[TASK A] From the Gonzaga basketball text, set down the passage that begins at the words "The team lost" and stops after the words "the 2010 Worlds.", copying it character for character.
[TASK B] Identify each line of the records that contains the string "walkway", and copy those lines. Case counts.

[QUOTED TEXT]
◆ ◆ ◆ ◆ ◆ ◆ ◆

WCC tournament champions WCC regular season co-champions

NCAA tournament, Round of 32
- Conference: West Coast Conference
- Record: 25–10 (11–3 WCC)
- Head coach: Mark Few (12th season);
- Assistant coaches: Tommy Lloyd (10th season); Ray Giacoletti (4th season); Donny Daniels (1st season);
- Home arena: McCarthey Athletic Center

= 2010–11 Gonzaga Bulldogs men's basketball team =

American college basketball season

The 2010–11 Gonzaga Bulldogs men's basketball team represented Gonzaga University in the 2010–11 NCAA Division I men's basketball season. The Bulldogs are members of the West Coast Conference, and were led by head coach Mark Few. They played their home games at the McCarthey Athletic Center on the university campus in Spokane, Washington.

The team lost the 2010 WCC Player of the Year Matt Bouldin to graduation, but returned the rest of their starting lineup. Three of the returning players participated in the 2010 FIBA World Championship in Turkey—Elias Harris for Germany and Kelly Olynyk and Robert Sacre for Canada. Gonzaga was the only NCAA school with more than one player involved in the 2010 Worlds.

◆ ◆ ◆ ◆ ◆ ◆ ◆

(Dataset excerpt)
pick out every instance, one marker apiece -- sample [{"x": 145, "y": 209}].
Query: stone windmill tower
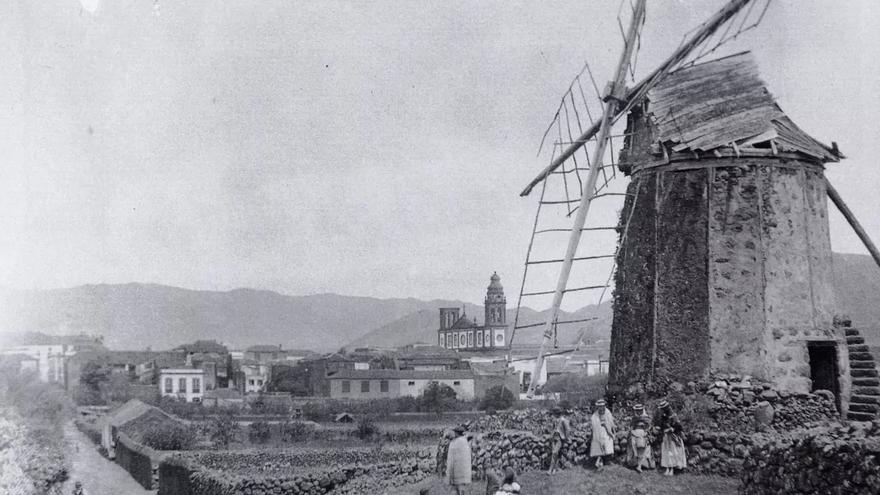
[
  {"x": 727, "y": 262},
  {"x": 723, "y": 257}
]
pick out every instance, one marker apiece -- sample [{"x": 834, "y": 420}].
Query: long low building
[{"x": 375, "y": 384}]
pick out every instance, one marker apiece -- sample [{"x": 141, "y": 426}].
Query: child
[
  {"x": 493, "y": 484},
  {"x": 509, "y": 485}
]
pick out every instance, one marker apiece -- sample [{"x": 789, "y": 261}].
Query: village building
[
  {"x": 460, "y": 333},
  {"x": 185, "y": 384},
  {"x": 254, "y": 376},
  {"x": 264, "y": 353},
  {"x": 379, "y": 383}
]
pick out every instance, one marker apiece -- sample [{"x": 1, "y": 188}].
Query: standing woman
[
  {"x": 638, "y": 451},
  {"x": 602, "y": 423},
  {"x": 672, "y": 453},
  {"x": 458, "y": 462}
]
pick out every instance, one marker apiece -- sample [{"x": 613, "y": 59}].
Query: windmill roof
[{"x": 713, "y": 104}]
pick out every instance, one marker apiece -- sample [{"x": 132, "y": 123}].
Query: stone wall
[
  {"x": 831, "y": 459},
  {"x": 723, "y": 418},
  {"x": 137, "y": 459}
]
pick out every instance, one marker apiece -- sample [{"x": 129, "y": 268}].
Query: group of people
[
  {"x": 639, "y": 453},
  {"x": 664, "y": 426},
  {"x": 459, "y": 474}
]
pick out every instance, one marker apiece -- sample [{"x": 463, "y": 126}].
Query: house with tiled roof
[{"x": 378, "y": 383}]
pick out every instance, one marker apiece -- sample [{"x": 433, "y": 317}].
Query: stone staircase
[{"x": 864, "y": 402}]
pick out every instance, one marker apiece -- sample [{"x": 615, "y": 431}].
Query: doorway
[{"x": 823, "y": 367}]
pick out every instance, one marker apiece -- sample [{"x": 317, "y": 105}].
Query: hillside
[{"x": 135, "y": 316}]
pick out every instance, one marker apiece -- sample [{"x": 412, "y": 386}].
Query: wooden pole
[
  {"x": 645, "y": 84},
  {"x": 611, "y": 104},
  {"x": 853, "y": 222}
]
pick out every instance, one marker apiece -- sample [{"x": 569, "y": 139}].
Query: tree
[
  {"x": 437, "y": 397},
  {"x": 93, "y": 375},
  {"x": 498, "y": 397}
]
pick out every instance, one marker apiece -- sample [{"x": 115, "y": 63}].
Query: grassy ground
[{"x": 611, "y": 480}]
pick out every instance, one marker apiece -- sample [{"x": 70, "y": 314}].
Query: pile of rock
[
  {"x": 740, "y": 402},
  {"x": 829, "y": 459}
]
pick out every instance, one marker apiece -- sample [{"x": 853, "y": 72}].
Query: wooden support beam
[{"x": 853, "y": 222}]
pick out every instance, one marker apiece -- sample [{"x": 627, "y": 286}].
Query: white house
[
  {"x": 379, "y": 383},
  {"x": 183, "y": 383},
  {"x": 48, "y": 361}
]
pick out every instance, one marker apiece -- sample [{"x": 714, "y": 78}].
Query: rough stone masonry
[{"x": 725, "y": 256}]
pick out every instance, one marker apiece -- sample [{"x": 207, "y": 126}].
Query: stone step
[
  {"x": 863, "y": 364},
  {"x": 860, "y": 356},
  {"x": 862, "y": 373},
  {"x": 865, "y": 399},
  {"x": 854, "y": 416},
  {"x": 870, "y": 408},
  {"x": 865, "y": 390}
]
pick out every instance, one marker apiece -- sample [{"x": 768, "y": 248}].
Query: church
[{"x": 460, "y": 333}]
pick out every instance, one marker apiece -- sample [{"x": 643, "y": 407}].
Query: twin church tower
[{"x": 458, "y": 332}]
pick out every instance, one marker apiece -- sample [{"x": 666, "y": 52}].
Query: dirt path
[{"x": 98, "y": 475}]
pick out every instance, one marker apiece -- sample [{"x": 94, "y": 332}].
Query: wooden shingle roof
[{"x": 714, "y": 104}]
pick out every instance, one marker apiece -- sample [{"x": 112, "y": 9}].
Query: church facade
[{"x": 460, "y": 333}]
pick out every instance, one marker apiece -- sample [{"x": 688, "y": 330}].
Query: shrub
[
  {"x": 223, "y": 428},
  {"x": 169, "y": 436},
  {"x": 437, "y": 397},
  {"x": 497, "y": 398},
  {"x": 259, "y": 432},
  {"x": 366, "y": 428},
  {"x": 578, "y": 388}
]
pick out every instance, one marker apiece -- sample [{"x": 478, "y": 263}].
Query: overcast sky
[{"x": 364, "y": 148}]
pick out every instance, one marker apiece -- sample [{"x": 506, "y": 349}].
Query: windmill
[{"x": 667, "y": 113}]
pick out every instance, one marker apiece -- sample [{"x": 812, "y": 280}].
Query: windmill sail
[{"x": 590, "y": 154}]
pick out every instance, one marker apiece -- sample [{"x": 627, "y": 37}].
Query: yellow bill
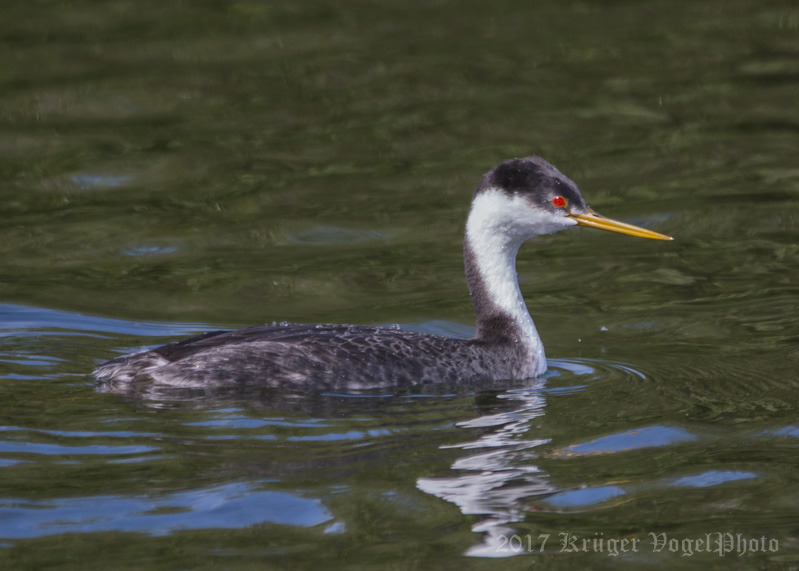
[{"x": 595, "y": 220}]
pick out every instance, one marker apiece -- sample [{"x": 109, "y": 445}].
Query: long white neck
[{"x": 497, "y": 226}]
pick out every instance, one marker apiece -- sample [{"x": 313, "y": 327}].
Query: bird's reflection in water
[{"x": 496, "y": 478}]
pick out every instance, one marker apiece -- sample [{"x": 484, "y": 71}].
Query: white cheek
[{"x": 494, "y": 212}]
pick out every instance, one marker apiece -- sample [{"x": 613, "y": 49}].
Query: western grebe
[{"x": 515, "y": 201}]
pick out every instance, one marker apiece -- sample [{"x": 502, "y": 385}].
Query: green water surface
[{"x": 173, "y": 167}]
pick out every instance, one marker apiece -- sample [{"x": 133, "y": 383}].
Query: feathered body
[{"x": 515, "y": 201}]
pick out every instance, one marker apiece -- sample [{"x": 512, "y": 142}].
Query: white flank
[{"x": 497, "y": 226}]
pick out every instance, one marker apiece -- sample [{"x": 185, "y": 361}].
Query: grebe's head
[{"x": 522, "y": 198}]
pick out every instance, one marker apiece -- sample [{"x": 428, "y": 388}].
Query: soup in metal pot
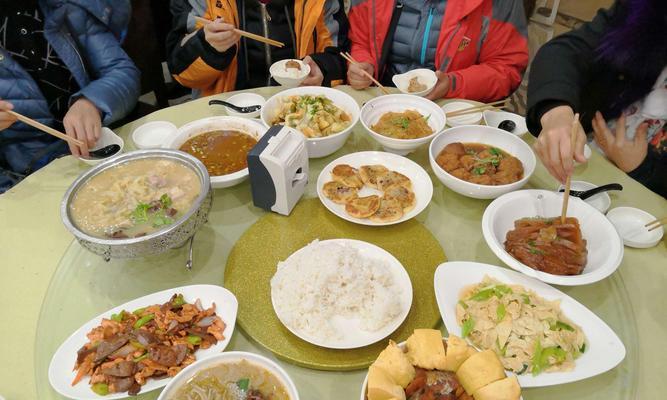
[
  {"x": 222, "y": 152},
  {"x": 241, "y": 380},
  {"x": 135, "y": 198}
]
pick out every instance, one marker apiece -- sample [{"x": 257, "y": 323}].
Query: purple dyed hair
[{"x": 636, "y": 45}]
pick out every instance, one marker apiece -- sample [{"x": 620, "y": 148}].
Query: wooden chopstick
[
  {"x": 351, "y": 60},
  {"x": 656, "y": 224},
  {"x": 47, "y": 129},
  {"x": 246, "y": 34},
  {"x": 566, "y": 195},
  {"x": 475, "y": 109}
]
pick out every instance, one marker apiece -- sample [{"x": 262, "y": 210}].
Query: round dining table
[{"x": 50, "y": 285}]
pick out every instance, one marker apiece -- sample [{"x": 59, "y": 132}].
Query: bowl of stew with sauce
[
  {"x": 222, "y": 145},
  {"x": 481, "y": 162}
]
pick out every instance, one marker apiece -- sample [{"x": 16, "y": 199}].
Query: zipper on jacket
[{"x": 427, "y": 31}]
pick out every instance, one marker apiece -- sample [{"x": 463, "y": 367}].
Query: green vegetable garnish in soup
[
  {"x": 239, "y": 380},
  {"x": 135, "y": 198}
]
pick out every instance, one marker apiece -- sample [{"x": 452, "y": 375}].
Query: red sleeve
[
  {"x": 502, "y": 61},
  {"x": 359, "y": 35}
]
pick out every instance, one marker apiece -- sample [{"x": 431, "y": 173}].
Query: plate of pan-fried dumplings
[{"x": 374, "y": 188}]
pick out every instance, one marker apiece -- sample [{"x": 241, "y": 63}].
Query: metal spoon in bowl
[
  {"x": 104, "y": 152},
  {"x": 585, "y": 194},
  {"x": 244, "y": 110}
]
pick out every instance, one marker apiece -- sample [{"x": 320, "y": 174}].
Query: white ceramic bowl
[
  {"x": 229, "y": 357},
  {"x": 600, "y": 201},
  {"x": 324, "y": 146},
  {"x": 107, "y": 137},
  {"x": 487, "y": 135},
  {"x": 605, "y": 247},
  {"x": 245, "y": 100},
  {"x": 630, "y": 223},
  {"x": 277, "y": 71},
  {"x": 250, "y": 126},
  {"x": 425, "y": 76},
  {"x": 494, "y": 118},
  {"x": 374, "y": 109},
  {"x": 465, "y": 119},
  {"x": 153, "y": 135}
]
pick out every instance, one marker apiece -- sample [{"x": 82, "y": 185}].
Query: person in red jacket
[{"x": 478, "y": 48}]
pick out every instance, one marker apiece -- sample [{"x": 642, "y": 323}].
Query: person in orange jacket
[
  {"x": 478, "y": 48},
  {"x": 213, "y": 58}
]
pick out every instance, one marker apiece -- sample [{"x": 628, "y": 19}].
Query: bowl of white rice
[
  {"x": 341, "y": 293},
  {"x": 290, "y": 72}
]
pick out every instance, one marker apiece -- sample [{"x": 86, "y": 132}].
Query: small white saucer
[
  {"x": 245, "y": 100},
  {"x": 494, "y": 118},
  {"x": 466, "y": 119},
  {"x": 629, "y": 222},
  {"x": 153, "y": 135},
  {"x": 600, "y": 201}
]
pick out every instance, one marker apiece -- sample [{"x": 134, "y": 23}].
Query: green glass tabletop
[{"x": 84, "y": 285}]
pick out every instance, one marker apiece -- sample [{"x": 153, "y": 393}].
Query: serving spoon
[
  {"x": 104, "y": 152},
  {"x": 244, "y": 110},
  {"x": 585, "y": 194}
]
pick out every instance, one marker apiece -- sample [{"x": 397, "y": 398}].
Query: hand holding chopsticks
[
  {"x": 48, "y": 129},
  {"x": 656, "y": 224},
  {"x": 566, "y": 195},
  {"x": 348, "y": 57},
  {"x": 248, "y": 35}
]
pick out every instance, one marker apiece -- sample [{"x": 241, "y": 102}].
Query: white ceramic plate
[
  {"x": 605, "y": 247},
  {"x": 600, "y": 201},
  {"x": 604, "y": 350},
  {"x": 425, "y": 76},
  {"x": 421, "y": 183},
  {"x": 224, "y": 358},
  {"x": 60, "y": 369},
  {"x": 357, "y": 337},
  {"x": 630, "y": 223},
  {"x": 364, "y": 386}
]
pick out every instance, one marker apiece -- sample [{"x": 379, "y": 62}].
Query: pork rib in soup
[
  {"x": 241, "y": 380},
  {"x": 135, "y": 198}
]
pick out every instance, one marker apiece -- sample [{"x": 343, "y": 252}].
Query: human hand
[
  {"x": 84, "y": 122},
  {"x": 626, "y": 154},
  {"x": 316, "y": 77},
  {"x": 355, "y": 76},
  {"x": 441, "y": 87},
  {"x": 220, "y": 35},
  {"x": 6, "y": 119},
  {"x": 554, "y": 145}
]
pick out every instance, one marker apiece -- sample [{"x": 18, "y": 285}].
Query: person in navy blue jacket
[{"x": 61, "y": 63}]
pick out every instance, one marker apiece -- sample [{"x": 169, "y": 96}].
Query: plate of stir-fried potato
[
  {"x": 139, "y": 346},
  {"x": 323, "y": 115}
]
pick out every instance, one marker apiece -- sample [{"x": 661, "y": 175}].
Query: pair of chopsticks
[
  {"x": 566, "y": 195},
  {"x": 246, "y": 34},
  {"x": 48, "y": 129},
  {"x": 351, "y": 60},
  {"x": 656, "y": 224},
  {"x": 476, "y": 109}
]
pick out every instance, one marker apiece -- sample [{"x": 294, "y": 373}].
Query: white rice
[{"x": 326, "y": 280}]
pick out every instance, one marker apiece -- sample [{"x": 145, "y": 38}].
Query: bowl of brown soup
[{"x": 222, "y": 144}]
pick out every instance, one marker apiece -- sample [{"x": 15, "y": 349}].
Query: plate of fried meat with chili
[{"x": 140, "y": 345}]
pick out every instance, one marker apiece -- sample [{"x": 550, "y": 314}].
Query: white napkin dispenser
[{"x": 278, "y": 169}]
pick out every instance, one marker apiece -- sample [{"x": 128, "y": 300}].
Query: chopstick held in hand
[
  {"x": 248, "y": 35},
  {"x": 348, "y": 57},
  {"x": 566, "y": 194}
]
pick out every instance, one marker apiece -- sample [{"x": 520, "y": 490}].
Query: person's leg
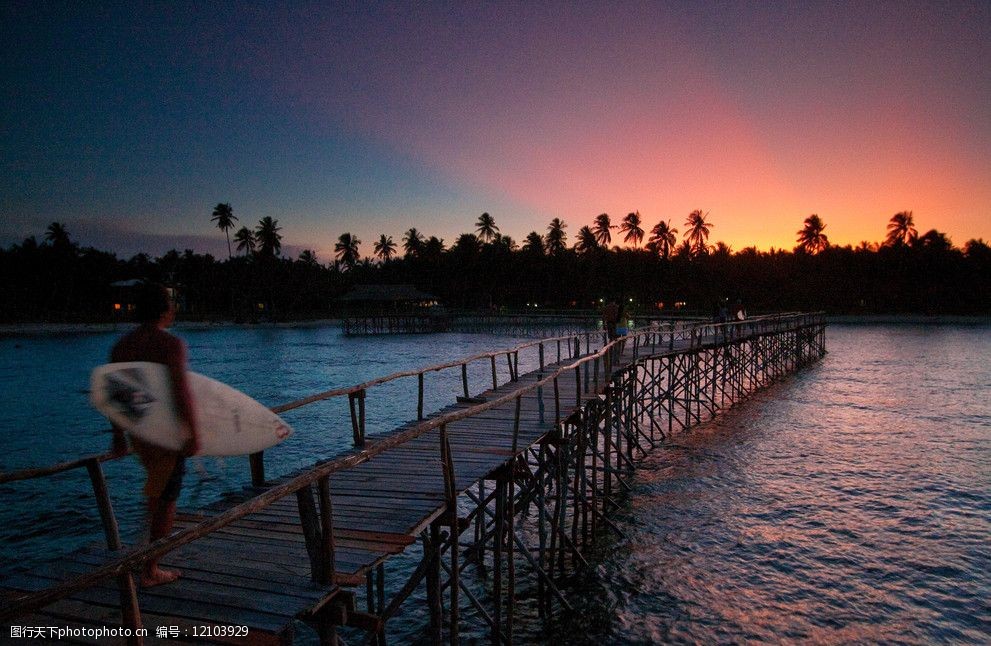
[
  {"x": 161, "y": 516},
  {"x": 165, "y": 470}
]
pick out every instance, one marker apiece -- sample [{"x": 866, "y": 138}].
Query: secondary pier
[{"x": 515, "y": 479}]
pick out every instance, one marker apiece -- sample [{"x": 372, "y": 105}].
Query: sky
[{"x": 129, "y": 122}]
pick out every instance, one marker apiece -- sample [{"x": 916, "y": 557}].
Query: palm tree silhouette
[
  {"x": 245, "y": 240},
  {"x": 662, "y": 237},
  {"x": 385, "y": 248},
  {"x": 811, "y": 238},
  {"x": 697, "y": 233},
  {"x": 587, "y": 242},
  {"x": 223, "y": 215},
  {"x": 308, "y": 258},
  {"x": 58, "y": 235},
  {"x": 901, "y": 229},
  {"x": 467, "y": 243},
  {"x": 346, "y": 249},
  {"x": 556, "y": 237},
  {"x": 631, "y": 226},
  {"x": 601, "y": 227},
  {"x": 486, "y": 227},
  {"x": 267, "y": 237},
  {"x": 413, "y": 242},
  {"x": 506, "y": 242},
  {"x": 534, "y": 243}
]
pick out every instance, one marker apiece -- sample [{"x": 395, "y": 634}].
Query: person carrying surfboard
[{"x": 155, "y": 312}]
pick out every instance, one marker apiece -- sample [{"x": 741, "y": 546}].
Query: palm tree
[
  {"x": 58, "y": 235},
  {"x": 811, "y": 238},
  {"x": 556, "y": 237},
  {"x": 467, "y": 243},
  {"x": 697, "y": 233},
  {"x": 308, "y": 258},
  {"x": 534, "y": 243},
  {"x": 245, "y": 240},
  {"x": 601, "y": 227},
  {"x": 385, "y": 248},
  {"x": 486, "y": 228},
  {"x": 267, "y": 237},
  {"x": 587, "y": 242},
  {"x": 346, "y": 250},
  {"x": 223, "y": 215},
  {"x": 413, "y": 242},
  {"x": 901, "y": 229},
  {"x": 505, "y": 242},
  {"x": 663, "y": 238},
  {"x": 631, "y": 225}
]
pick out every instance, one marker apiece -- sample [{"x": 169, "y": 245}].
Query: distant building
[
  {"x": 391, "y": 309},
  {"x": 386, "y": 299},
  {"x": 123, "y": 296}
]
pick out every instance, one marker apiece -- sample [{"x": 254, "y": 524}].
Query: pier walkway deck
[{"x": 292, "y": 549}]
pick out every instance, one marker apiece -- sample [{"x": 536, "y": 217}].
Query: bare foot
[{"x": 158, "y": 576}]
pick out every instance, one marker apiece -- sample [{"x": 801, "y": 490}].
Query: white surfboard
[{"x": 137, "y": 397}]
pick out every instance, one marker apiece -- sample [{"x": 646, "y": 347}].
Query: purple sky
[{"x": 129, "y": 122}]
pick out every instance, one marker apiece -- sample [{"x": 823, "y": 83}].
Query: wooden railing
[{"x": 318, "y": 528}]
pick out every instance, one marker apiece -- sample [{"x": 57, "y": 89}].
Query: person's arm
[{"x": 182, "y": 395}]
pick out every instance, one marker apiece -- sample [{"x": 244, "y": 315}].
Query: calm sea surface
[{"x": 848, "y": 503}]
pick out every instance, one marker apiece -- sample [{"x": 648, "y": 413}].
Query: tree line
[{"x": 57, "y": 280}]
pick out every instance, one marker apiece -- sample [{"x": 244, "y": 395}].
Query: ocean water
[
  {"x": 46, "y": 418},
  {"x": 849, "y": 503}
]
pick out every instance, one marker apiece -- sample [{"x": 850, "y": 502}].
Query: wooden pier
[{"x": 517, "y": 478}]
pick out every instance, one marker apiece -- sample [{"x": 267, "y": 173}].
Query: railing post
[
  {"x": 129, "y": 609},
  {"x": 257, "y": 463},
  {"x": 357, "y": 416},
  {"x": 327, "y": 550},
  {"x": 419, "y": 397}
]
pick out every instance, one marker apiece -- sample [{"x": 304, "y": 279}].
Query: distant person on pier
[
  {"x": 738, "y": 312},
  {"x": 155, "y": 312},
  {"x": 610, "y": 319}
]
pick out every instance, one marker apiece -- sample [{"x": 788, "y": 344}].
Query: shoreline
[{"x": 55, "y": 329}]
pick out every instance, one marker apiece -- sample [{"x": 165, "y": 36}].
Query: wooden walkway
[{"x": 258, "y": 570}]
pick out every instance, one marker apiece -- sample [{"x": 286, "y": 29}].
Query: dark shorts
[{"x": 164, "y": 468}]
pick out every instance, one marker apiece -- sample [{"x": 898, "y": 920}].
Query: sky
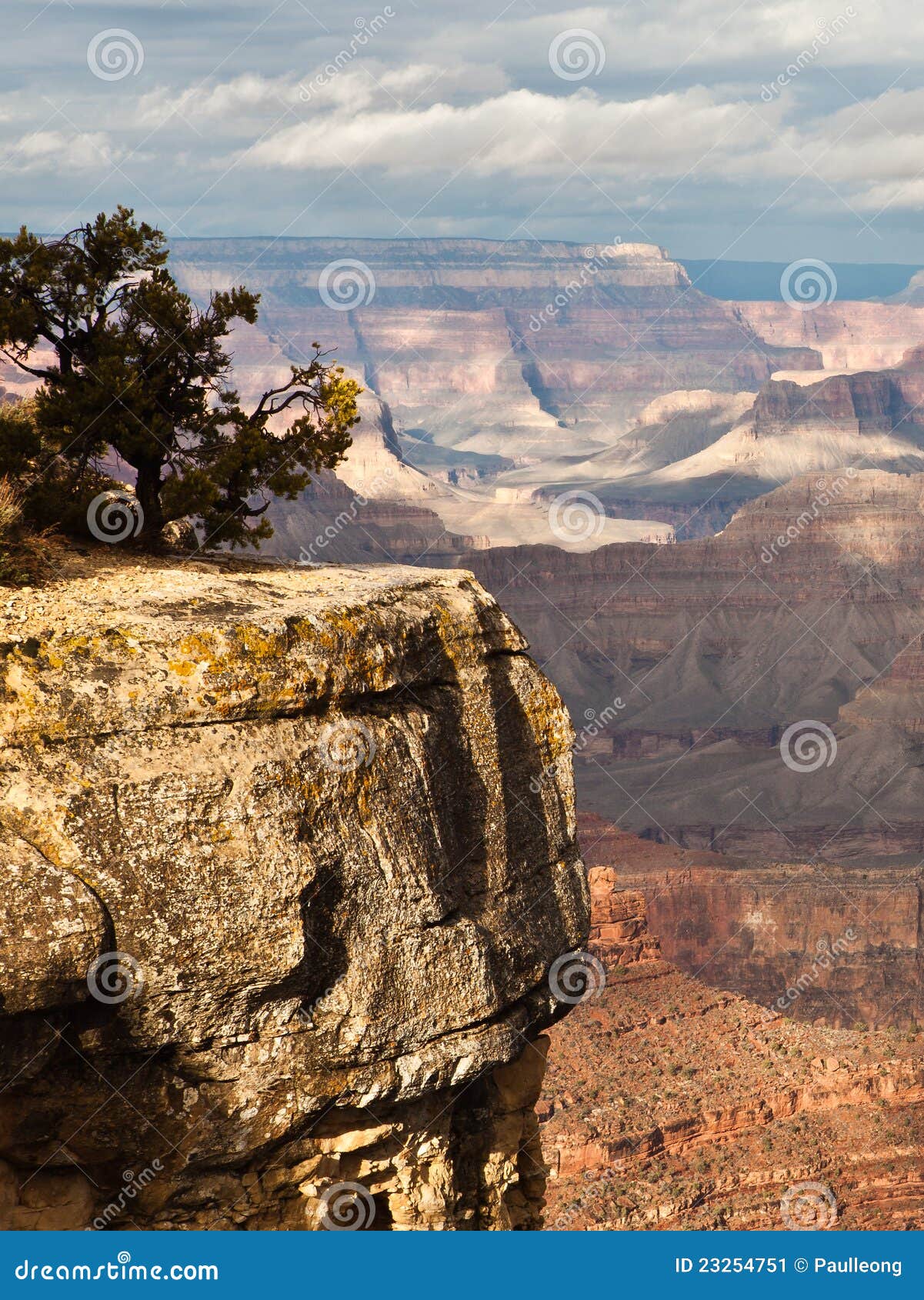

◆ ◆ ◆ ◆ ◆ ◆ ◆

[WRITTEN ANSWER A]
The team lost the 2010 WCC Player of the Year Matt Bouldin to graduation, but returned the rest of their starting lineup. Three of the returning players participated in the 2010 FIBA World Championship in Turkey—Elias Harris for Germany and Kelly Olynyk and Robert Sacre for Canada. Gonzaga was the only NCAA school with more than one player involved in the 2010 Worlds.

[WRITTEN ANSWER B]
Query: pier walkway deck
Query: wooden walkway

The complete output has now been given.